╭─ RECORD EXTRACTS

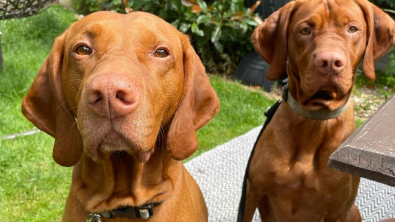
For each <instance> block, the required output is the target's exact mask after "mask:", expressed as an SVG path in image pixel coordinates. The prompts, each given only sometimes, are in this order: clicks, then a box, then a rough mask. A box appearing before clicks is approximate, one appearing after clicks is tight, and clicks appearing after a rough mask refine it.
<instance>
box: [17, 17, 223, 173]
mask: <svg viewBox="0 0 395 222" xmlns="http://www.w3.org/2000/svg"><path fill="white" fill-rule="evenodd" d="M218 109H219V101H218V98H217V96H216V94H215V92H214V90H213V89H212V88H211V86H210V83H209V80H208V77H207V76H206V73H205V70H204V67H203V65H202V63H201V61H200V59H199V57H198V56H197V55H196V53H195V51H194V49H193V48H192V46H191V45H190V43H189V39H188V37H186V36H185V35H183V34H182V33H180V32H179V31H177V30H176V29H175V28H174V27H173V26H171V25H170V24H168V23H166V22H165V21H163V20H162V19H160V18H158V17H156V16H154V15H151V14H148V13H143V12H133V13H130V14H127V15H121V14H117V13H112V12H98V13H94V14H91V15H89V16H87V17H85V18H83V19H82V20H80V21H78V22H76V23H74V24H72V25H71V26H70V27H69V28H68V29H67V30H66V31H65V32H64V33H63V34H62V35H61V36H60V37H58V38H57V39H56V41H55V43H54V46H53V49H52V51H51V53H50V55H49V56H48V58H47V59H46V60H45V62H44V64H43V65H42V67H41V69H40V71H39V73H38V75H37V77H36V79H35V81H34V83H33V85H32V86H31V88H30V89H29V91H28V93H27V95H26V96H25V98H24V99H23V104H22V111H23V114H24V115H25V116H26V117H27V118H28V119H29V120H30V121H31V122H33V123H34V124H35V125H36V126H37V127H38V128H39V129H41V130H43V131H44V132H46V133H48V134H49V135H51V136H53V137H54V138H55V144H54V151H53V157H54V159H55V161H56V162H57V163H59V164H60V165H63V166H72V165H74V164H76V163H77V162H78V161H79V159H80V156H81V153H82V151H84V152H85V153H86V155H88V156H90V157H92V158H93V159H94V160H96V161H100V160H101V159H103V158H107V157H108V155H110V154H111V153H112V152H114V151H125V152H127V153H129V154H130V155H132V156H133V157H135V159H137V160H139V161H141V162H145V161H147V160H148V159H149V158H150V155H151V154H152V152H153V150H154V147H155V145H156V143H157V140H158V138H159V137H161V138H163V137H164V138H165V143H166V147H167V149H168V151H169V154H170V155H171V156H172V157H173V158H174V159H177V160H182V159H185V158H187V157H188V156H190V155H191V154H192V153H193V152H194V151H195V150H196V149H197V146H198V143H197V138H196V130H198V129H199V128H201V127H202V126H204V125H205V124H206V123H207V122H208V121H209V120H211V119H212V118H213V117H214V115H215V114H216V113H217V112H218Z"/></svg>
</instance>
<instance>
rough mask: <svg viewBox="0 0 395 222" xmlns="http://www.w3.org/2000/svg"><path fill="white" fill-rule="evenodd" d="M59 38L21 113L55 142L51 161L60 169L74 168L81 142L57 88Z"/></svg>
mask: <svg viewBox="0 0 395 222" xmlns="http://www.w3.org/2000/svg"><path fill="white" fill-rule="evenodd" d="M63 49H64V40H63V36H60V37H58V38H57V39H56V41H55V44H54V46H53V48H52V51H51V53H50V55H49V56H48V58H47V59H46V60H45V62H44V64H43V65H42V66H41V68H40V71H39V72H38V74H37V77H36V79H35V80H34V82H33V84H32V86H31V87H30V89H29V91H28V92H27V95H26V96H25V97H24V98H23V101H22V113H23V115H25V117H26V118H27V119H28V120H29V121H31V122H32V123H33V124H34V125H35V126H37V128H39V129H40V130H42V131H44V132H46V133H48V134H49V135H51V136H52V137H54V138H55V144H54V148H53V158H54V160H55V161H56V162H57V163H58V164H60V165H62V166H73V165H75V164H76V163H77V162H78V161H79V159H80V157H81V154H82V141H81V136H80V133H79V131H78V129H77V125H76V123H75V120H74V117H73V114H72V112H71V109H70V107H69V105H68V103H67V101H66V99H65V96H64V94H63V89H62V84H61V78H62V76H61V73H62V60H63Z"/></svg>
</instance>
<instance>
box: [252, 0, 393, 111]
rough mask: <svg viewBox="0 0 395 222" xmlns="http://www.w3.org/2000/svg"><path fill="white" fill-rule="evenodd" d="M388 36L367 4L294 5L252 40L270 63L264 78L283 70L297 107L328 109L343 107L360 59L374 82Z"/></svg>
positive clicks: (338, 1)
mask: <svg viewBox="0 0 395 222" xmlns="http://www.w3.org/2000/svg"><path fill="white" fill-rule="evenodd" d="M393 36H394V22H393V20H392V19H391V18H390V17H389V16H388V15H386V14H385V13H384V12H383V11H382V10H380V9H378V8H377V7H376V6H374V5H373V4H371V3H369V2H368V1H364V0H355V1H349V0H343V1H334V0H328V1H322V0H314V1H311V0H310V1H306V0H299V1H295V2H291V3H288V4H287V5H286V6H284V7H283V8H281V9H280V10H279V11H277V12H275V13H273V15H271V16H270V17H269V18H268V19H267V20H265V22H263V23H262V24H261V25H260V26H259V27H258V28H257V29H256V30H255V32H254V34H253V35H252V41H253V42H254V47H255V49H256V50H257V52H258V53H259V54H260V55H261V56H262V57H263V58H264V59H265V60H267V61H268V62H269V63H271V68H270V70H269V72H268V73H267V77H268V78H269V79H277V78H278V77H279V75H281V74H282V73H283V72H284V71H285V67H287V73H288V75H289V90H290V92H291V94H292V95H293V97H294V98H295V99H297V100H298V102H299V103H300V104H301V105H302V106H303V107H305V108H306V109H309V110H319V109H329V110H334V109H337V108H339V107H340V106H343V105H344V104H345V103H346V102H347V100H348V98H349V96H350V94H351V91H352V88H353V84H354V81H355V77H356V69H357V65H358V63H359V61H360V60H361V58H362V56H363V55H364V59H363V70H364V72H365V74H366V75H367V77H368V78H370V79H372V80H374V78H375V74H374V65H373V61H374V60H375V59H377V58H378V57H380V56H382V55H383V54H384V53H385V52H386V51H387V50H388V49H389V48H390V47H391V46H392V45H393V42H394V39H393V38H394V37H393ZM378 39H381V40H380V41H378ZM270 41H274V42H275V44H273V43H271V44H269V43H270ZM286 62H288V65H286Z"/></svg>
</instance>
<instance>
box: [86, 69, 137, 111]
mask: <svg viewBox="0 0 395 222" xmlns="http://www.w3.org/2000/svg"><path fill="white" fill-rule="evenodd" d="M86 101H87V103H88V107H89V109H90V110H91V111H92V112H93V113H94V114H95V115H96V116H99V117H107V118H114V117H123V116H126V115H128V114H130V113H132V112H133V111H134V110H135V109H136V108H137V105H138V101H139V89H138V86H137V85H136V84H135V83H134V82H133V80H132V79H130V78H129V77H127V76H125V75H120V74H101V75H98V76H96V77H94V78H93V79H92V80H91V81H90V83H89V84H88V86H87V89H86Z"/></svg>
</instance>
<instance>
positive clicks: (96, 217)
mask: <svg viewBox="0 0 395 222" xmlns="http://www.w3.org/2000/svg"><path fill="white" fill-rule="evenodd" d="M160 204H161V203H154V204H146V205H144V206H141V207H121V208H118V209H115V210H111V211H105V212H101V213H90V214H89V215H88V217H87V219H86V221H87V222H101V221H102V218H103V217H104V218H107V219H109V218H116V217H127V218H130V219H136V218H141V219H148V218H152V217H153V216H154V213H153V207H155V206H159V205H160Z"/></svg>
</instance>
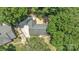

╰─

## TO DO
Instructions for the listing above: set down every entry exactly and drop any image.

## RESPONSE BOX
For each <instance> block, the required output is the target's exact mask after "mask:", expressed as an SVG path in image pixel coordinates. The prompts, each given only sometimes, are in this order: clicks, then a box, then a rough mask. A box appearing before clicks is approximate, one appearing after clicks is tight, and clicks appearing after a rough mask refine it.
<instance>
box: [17, 17, 223, 173]
mask: <svg viewBox="0 0 395 222" xmlns="http://www.w3.org/2000/svg"><path fill="white" fill-rule="evenodd" d="M218 109H219V101H218V98H217V96H216V94H215V92H214V90H213V89H212V88H211V86H210V83H209V80H208V77H207V76H206V73H205V70H204V67H203V65H202V63H201V61H200V59H199V57H198V56H197V55H196V53H195V51H194V49H193V48H192V46H191V45H190V43H189V39H188V37H186V36H185V35H183V34H182V33H180V32H179V31H177V30H176V29H175V28H174V27H173V26H171V25H170V24H168V23H166V22H165V21H163V20H162V19H160V18H158V17H156V16H154V15H151V14H148V13H143V12H133V13H130V14H127V15H121V14H117V13H112V12H98V13H94V14H91V15H89V16H87V17H85V18H83V19H82V20H80V21H78V22H76V23H74V24H72V25H71V26H70V27H69V28H68V29H67V30H66V31H65V32H64V33H63V34H62V35H61V36H60V37H58V38H57V39H56V41H55V43H54V46H53V49H52V51H51V53H50V55H49V56H48V58H47V59H46V60H45V62H44V64H43V65H42V67H41V69H40V71H39V73H38V75H37V77H36V79H35V81H34V83H33V85H32V86H31V88H30V89H29V91H28V93H27V95H26V96H25V98H24V99H23V104H22V111H23V114H24V115H25V116H26V117H27V118H28V119H29V120H30V121H31V122H33V123H34V124H35V125H36V126H37V127H38V128H39V129H41V130H43V131H44V132H46V133H48V134H49V135H51V136H53V137H54V138H55V144H54V151H53V157H54V159H55V161H56V162H57V163H59V164H60V165H63V166H72V165H74V164H76V163H77V162H78V161H79V159H80V156H81V153H82V151H84V152H85V153H86V155H88V156H90V157H92V158H93V159H94V160H96V161H100V160H101V159H103V158H107V157H108V155H110V154H111V153H112V152H114V151H125V152H127V153H129V154H130V155H132V156H133V157H135V159H137V160H139V161H141V162H145V161H147V160H148V159H149V158H150V155H151V154H152V152H153V150H154V147H155V145H156V143H157V140H158V138H159V137H161V138H163V137H164V138H165V143H166V147H167V149H168V151H169V154H170V155H171V156H172V157H173V158H174V159H177V160H182V159H185V158H187V157H188V156H190V155H191V154H192V153H193V152H194V151H195V150H196V149H197V146H198V143H197V138H196V130H198V129H199V128H201V127H202V126H204V125H205V124H206V123H207V122H208V121H209V120H211V119H212V118H213V117H214V115H215V114H216V113H217V112H218Z"/></svg>
</instance>
<instance>
rough mask: <svg viewBox="0 0 395 222" xmlns="http://www.w3.org/2000/svg"><path fill="white" fill-rule="evenodd" d="M59 38L21 113L55 142L51 161L60 169L74 168L81 142L57 88Z"/></svg>
mask: <svg viewBox="0 0 395 222" xmlns="http://www.w3.org/2000/svg"><path fill="white" fill-rule="evenodd" d="M63 49H64V40H63V36H60V37H58V38H57V39H56V41H55V44H54V46H53V48H52V51H51V53H50V55H49V56H48V58H47V59H46V60H45V62H44V64H43V65H42V66H41V68H40V71H39V72H38V74H37V77H36V79H35V80H34V82H33V84H32V86H31V87H30V89H29V91H28V92H27V95H26V96H25V97H24V98H23V101H22V113H23V115H25V117H26V118H27V119H28V120H29V121H31V122H32V123H33V124H34V125H35V126H37V128H39V129H40V130H42V131H44V132H46V133H48V134H49V135H51V136H52V137H54V138H55V144H54V148H53V158H54V160H55V161H56V162H57V163H58V164H60V165H62V166H73V165H75V164H76V163H77V162H78V161H79V159H80V157H81V154H82V141H81V136H80V133H79V131H78V129H77V125H76V123H75V120H74V117H73V114H72V112H71V109H70V107H69V105H68V103H67V101H66V99H65V96H64V94H63V89H62V84H61V78H62V76H61V73H62V60H63Z"/></svg>
</instance>
<instance>
box: [252, 0, 393, 111]
rough mask: <svg viewBox="0 0 395 222" xmlns="http://www.w3.org/2000/svg"><path fill="white" fill-rule="evenodd" d="M388 36L367 4L294 5L252 40L270 63L264 78L283 70L297 107L328 109L343 107L360 59L374 82Z"/></svg>
positive clicks: (338, 1)
mask: <svg viewBox="0 0 395 222" xmlns="http://www.w3.org/2000/svg"><path fill="white" fill-rule="evenodd" d="M393 36H394V22H393V20H392V19H391V18H390V17H389V16H388V15H386V14H385V13H384V12H383V11H382V10H380V9H378V8H377V7H376V6H374V5H373V4H371V3H369V2H368V1H364V0H355V1H349V0H343V1H334V0H328V1H322V0H314V1H311V0H310V1H306V0H299V1H295V2H291V3H288V4H287V5H286V6H284V7H283V8H281V9H280V10H279V11H277V12H275V13H273V15H271V16H270V17H269V18H268V19H267V20H265V22H263V23H262V24H261V25H260V26H259V27H258V28H257V29H256V30H255V32H254V34H253V35H252V41H253V42H254V47H255V49H256V50H257V52H258V53H259V54H260V55H261V56H262V57H263V58H264V59H265V60H267V61H268V62H269V63H271V68H270V70H269V72H268V73H267V77H268V78H269V79H277V78H278V77H279V75H281V74H282V73H283V72H284V71H285V67H287V73H288V75H289V90H290V92H291V94H292V95H293V97H294V98H295V99H297V100H298V102H299V103H300V104H301V105H302V106H303V107H305V108H306V109H309V110H319V109H329V110H334V109H337V108H339V107H340V106H343V105H344V104H345V103H346V102H347V100H348V98H349V96H350V94H351V91H352V88H353V84H354V81H355V77H356V69H357V65H358V63H359V61H360V60H361V58H362V56H363V55H364V59H363V70H364V72H365V74H366V75H367V77H368V78H370V79H372V80H374V78H375V74H374V65H373V61H374V60H375V59H377V58H378V57H380V56H382V55H383V54H384V53H385V52H386V51H387V50H388V49H389V48H390V47H391V46H392V45H393V42H394V39H393V38H394V37H393ZM378 39H381V40H380V41H378ZM270 41H274V42H275V44H273V43H271V44H269V43H270ZM286 62H288V65H286Z"/></svg>
</instance>
<instance>
box: [86, 69, 137, 111]
mask: <svg viewBox="0 0 395 222" xmlns="http://www.w3.org/2000/svg"><path fill="white" fill-rule="evenodd" d="M86 101H87V103H88V107H89V109H90V110H91V111H92V112H93V113H94V114H95V115H96V116H99V117H107V118H114V117H123V116H126V115H128V114H130V113H132V112H133V111H134V110H135V109H136V108H137V105H138V101H139V89H138V86H137V85H136V84H135V83H134V82H133V80H132V79H130V78H129V77H127V76H125V75H120V74H101V75H98V76H96V77H94V78H93V79H92V80H91V81H90V83H89V84H88V86H87V89H86Z"/></svg>
</instance>
<instance>
positive clicks: (96, 217)
mask: <svg viewBox="0 0 395 222" xmlns="http://www.w3.org/2000/svg"><path fill="white" fill-rule="evenodd" d="M160 204H161V203H154V204H146V205H144V206H141V207H121V208H118V209H115V210H111V211H105V212H101V213H90V214H89V215H88V217H87V219H86V221H87V222H101V221H102V218H103V217H104V218H107V219H109V218H116V217H127V218H130V219H136V218H141V219H148V218H152V217H153V216H154V213H153V207H155V206H159V205H160Z"/></svg>
</instance>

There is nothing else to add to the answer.